**Task brief:** Write out the complete material exactly as it stands.

**Material to process:**
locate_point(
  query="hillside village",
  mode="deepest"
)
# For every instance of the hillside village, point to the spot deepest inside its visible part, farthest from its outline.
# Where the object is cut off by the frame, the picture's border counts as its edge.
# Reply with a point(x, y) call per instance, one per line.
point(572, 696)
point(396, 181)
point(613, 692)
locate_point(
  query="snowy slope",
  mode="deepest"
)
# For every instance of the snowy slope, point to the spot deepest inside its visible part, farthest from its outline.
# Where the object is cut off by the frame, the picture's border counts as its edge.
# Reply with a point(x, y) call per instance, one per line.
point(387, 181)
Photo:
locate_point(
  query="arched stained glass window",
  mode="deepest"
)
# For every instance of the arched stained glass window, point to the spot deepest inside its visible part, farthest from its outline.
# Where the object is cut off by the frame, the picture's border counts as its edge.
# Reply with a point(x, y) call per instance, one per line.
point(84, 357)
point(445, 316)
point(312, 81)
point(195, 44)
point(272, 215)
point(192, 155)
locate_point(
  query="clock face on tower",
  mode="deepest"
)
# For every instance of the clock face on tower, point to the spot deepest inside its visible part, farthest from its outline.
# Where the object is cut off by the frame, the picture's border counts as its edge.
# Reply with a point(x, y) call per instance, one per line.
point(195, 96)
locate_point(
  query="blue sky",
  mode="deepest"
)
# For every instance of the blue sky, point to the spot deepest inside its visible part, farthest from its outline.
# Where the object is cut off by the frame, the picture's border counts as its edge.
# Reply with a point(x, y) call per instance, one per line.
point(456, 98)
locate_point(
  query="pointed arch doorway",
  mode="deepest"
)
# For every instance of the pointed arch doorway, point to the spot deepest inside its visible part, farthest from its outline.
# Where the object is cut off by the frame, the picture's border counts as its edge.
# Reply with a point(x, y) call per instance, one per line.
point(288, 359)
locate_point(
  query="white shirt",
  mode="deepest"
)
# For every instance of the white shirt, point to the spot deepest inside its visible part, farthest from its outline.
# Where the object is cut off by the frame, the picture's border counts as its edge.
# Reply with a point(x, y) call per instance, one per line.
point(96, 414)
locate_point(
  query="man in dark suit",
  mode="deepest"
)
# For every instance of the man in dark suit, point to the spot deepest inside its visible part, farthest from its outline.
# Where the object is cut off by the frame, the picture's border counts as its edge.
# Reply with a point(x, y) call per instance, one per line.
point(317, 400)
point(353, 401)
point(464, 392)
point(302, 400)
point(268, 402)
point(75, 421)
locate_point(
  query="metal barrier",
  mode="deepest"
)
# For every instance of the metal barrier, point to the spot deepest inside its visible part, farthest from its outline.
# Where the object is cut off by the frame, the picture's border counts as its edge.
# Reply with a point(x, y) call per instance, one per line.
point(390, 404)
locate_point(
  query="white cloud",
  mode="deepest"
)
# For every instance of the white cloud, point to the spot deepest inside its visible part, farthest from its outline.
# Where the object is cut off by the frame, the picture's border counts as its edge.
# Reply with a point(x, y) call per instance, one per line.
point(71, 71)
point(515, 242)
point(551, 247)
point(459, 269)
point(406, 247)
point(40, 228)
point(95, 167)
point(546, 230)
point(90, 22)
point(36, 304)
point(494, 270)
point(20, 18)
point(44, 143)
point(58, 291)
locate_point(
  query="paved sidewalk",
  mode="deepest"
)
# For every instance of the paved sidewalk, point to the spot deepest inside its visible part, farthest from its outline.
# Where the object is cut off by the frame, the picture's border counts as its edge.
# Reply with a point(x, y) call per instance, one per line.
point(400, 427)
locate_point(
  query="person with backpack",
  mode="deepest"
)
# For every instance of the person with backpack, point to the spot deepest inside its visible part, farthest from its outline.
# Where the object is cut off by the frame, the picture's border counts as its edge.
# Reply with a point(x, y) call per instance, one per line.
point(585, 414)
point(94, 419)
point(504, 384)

**Written solution:**
locate_point(
  query="hillside village",
  mode="deepest"
)
# For every instance of the hillside village, point to the spot deepest inside its visible part, farthest from its outline.
# Where the object is cut off by the frame, the picture's border counts as its edge.
# Reply with a point(x, y) call per instance, one per line.
point(572, 696)
point(396, 181)
point(613, 692)
locate_point(
  query="snowy slope",
  mode="deepest"
)
# For every instance of the snowy slope, point to the spot deepest inside its visible part, farthest from its outline.
# Where the object is cut off by the frame, the picture's border counts as its edge.
# Reply with a point(x, y) call per instance, one per line.
point(387, 181)
Photo:
locate_point(
  query="arched stained glass window",
  mode="deepest"
)
# For every instance of the arched stained glass window, point to the spot deepest inside its visible part, farthest from its outline.
# Where the object is cut off by the frame, the picture's border counts as its edge.
# Reply with a point(x, y) call per instance, one per line.
point(84, 357)
point(445, 316)
point(312, 81)
point(195, 44)
point(272, 215)
point(192, 155)
locate_point(
  query="clock face on tower",
  mode="deepest"
)
# For every instance of the clock face on tower, point to the spot deepest inside its visible part, farthest from its outline.
# Where the object is cut off by the frame, the picture's border counts as its edge.
# Reply with a point(x, y) call per instance, one per line.
point(195, 96)
locate_point(
  query="blue sky",
  mode="deepest"
)
# For every instance of the blue sky, point to the spot deepest inside its visible part, farthest from its outline.
# Where the object is cut off by the frame, the picture's border counts as its edge.
# Reply with a point(x, y) call per instance, one per line.
point(456, 98)
locate_point(
  query="pointed arch doorway",
  mode="deepest"
)
# For every instance of the pointed arch doorway, point to the spot deepest inside its visible part, farthest from its outline.
# Where the object is cut off by the frame, the picture's border counts as its edge.
# Reply with a point(x, y) call per instance, one per line.
point(288, 359)
locate_point(
  query="white shirt",
  mode="deepest"
)
# For every instance of the white shirt, point to the spot deepest inside its visible part, farthest from its outline.
# Where the object is cut off by the frame, the picture's border counts as its edge.
# Reply with a point(x, y) call per instance, one per line.
point(96, 414)
locate_point(
  query="man in dark suit",
  mode="deepest"
)
# For every instance of the man in dark suit, point to the spot deepest inside its visible part, farthest from its outline.
# Where the object is cut off by the frame, the picture's border counts as its edge.
# Reply with a point(x, y) call per instance, one per line.
point(317, 400)
point(353, 401)
point(464, 392)
point(302, 400)
point(268, 402)
point(75, 421)
locate_point(
  query="metal barrier",
  mode="deepest"
)
# For every instance of the metal barrier, point to the spot deepest inside its visible part, farthest from its outline.
# Where the object is cut off by the frame, the picture's border counts as its edge.
# Reply with a point(x, y) call per instance, one per line.
point(390, 404)
locate_point(
  query="white cloud",
  mode="deepest"
)
# For every instance of the white cloud, point to the spot deepest inside its visible part, farthest from its outline.
# Where the object is cut off by the frame, the picture's border counts as its edge.
# Reply with a point(x, y) call per instance, one per line.
point(71, 71)
point(515, 242)
point(551, 247)
point(459, 269)
point(406, 247)
point(40, 228)
point(95, 167)
point(546, 230)
point(90, 22)
point(36, 304)
point(494, 270)
point(20, 18)
point(44, 143)
point(58, 291)
locate_point(
  query="paved sidewalk",
  mode="deepest"
)
# For every instance of the paved sidewalk, point to the spot deepest inside its visible part, farthest from its outline.
# Where the object is cut off by the frame, the picture's border counts as its edge.
# Reply with a point(x, y) call per instance, one per line.
point(400, 427)
locate_point(
  query="person with backpack",
  mode="deepest"
)
# For every instance of the person with backpack, point to the spot deepest inside its visible part, farthest from its outline.
# Where the object is cut off by the frame, the picture's border counts as its edge.
# Reply with a point(x, y) call per instance, one per line.
point(585, 414)
point(94, 419)
point(504, 384)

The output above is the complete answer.